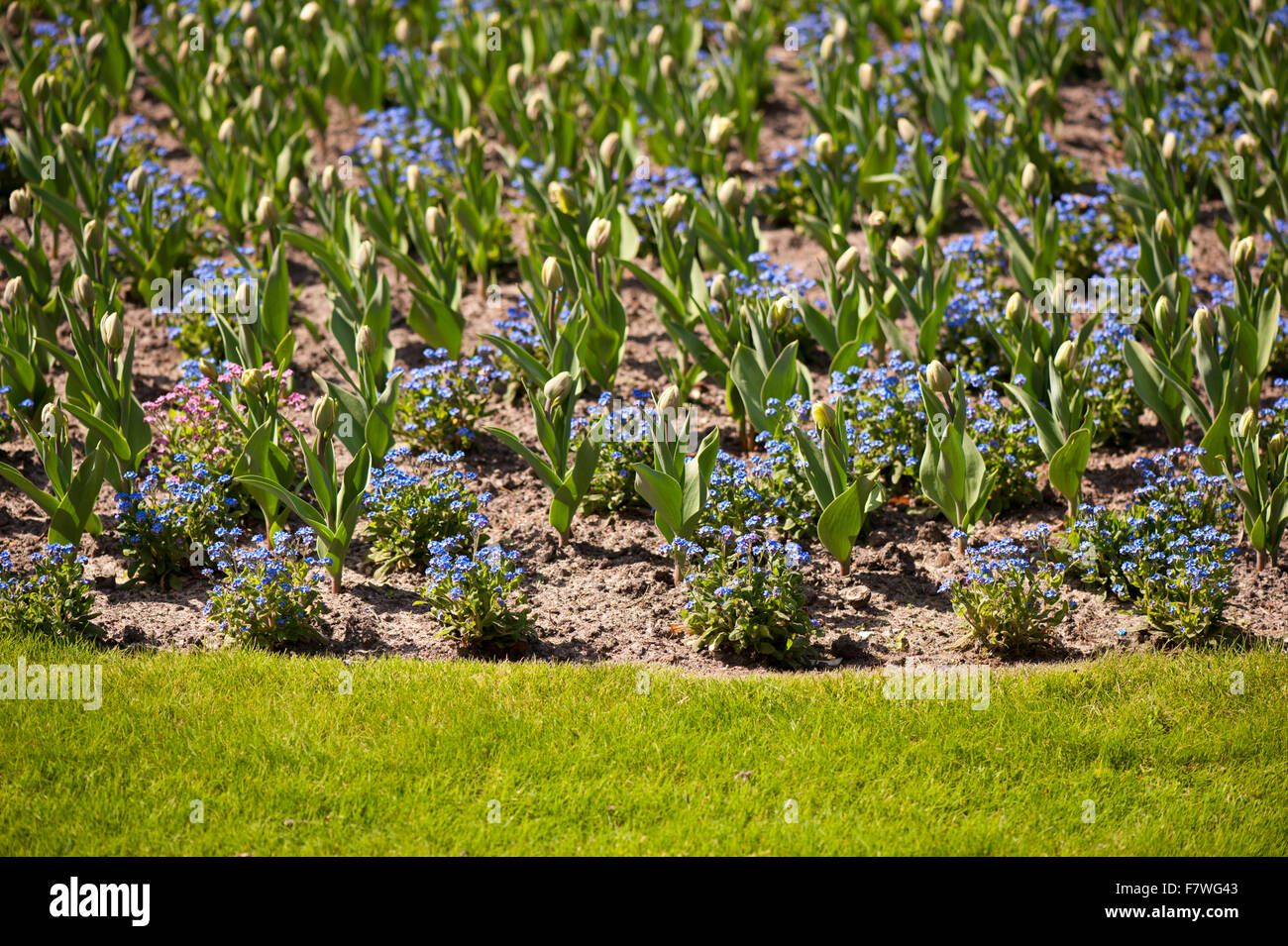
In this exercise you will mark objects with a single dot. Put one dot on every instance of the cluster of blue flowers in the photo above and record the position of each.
(211, 288)
(439, 403)
(268, 596)
(1170, 553)
(887, 421)
(760, 490)
(165, 527)
(406, 511)
(408, 139)
(476, 594)
(52, 598)
(1010, 594)
(746, 593)
(174, 201)
(625, 431)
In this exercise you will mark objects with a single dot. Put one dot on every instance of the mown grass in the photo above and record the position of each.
(576, 760)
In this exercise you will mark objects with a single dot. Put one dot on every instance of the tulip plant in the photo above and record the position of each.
(567, 480)
(952, 469)
(845, 497)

● **Task statement**: You need to restate all of the entries above exactly and leave the pictures behind.

● **Answer to this exercise**:
In this exercise you will mark objects with a single dot. Put one dot on every instance of the cluster of blue flowers in the photo above and record the position of each.
(211, 288)
(439, 403)
(268, 596)
(1170, 553)
(887, 421)
(760, 490)
(165, 527)
(406, 511)
(408, 139)
(476, 594)
(52, 598)
(1010, 594)
(746, 593)
(174, 201)
(625, 431)
In this exercise you will mark objects with a single dot. Put one dot on every instance of the mown grass in the photo above and record the position of each.
(576, 760)
In this exercise you will mark objects with a single dot. Put one dot on every instance of the tulip plant in the photo above and record the position of each.
(567, 480)
(952, 469)
(845, 497)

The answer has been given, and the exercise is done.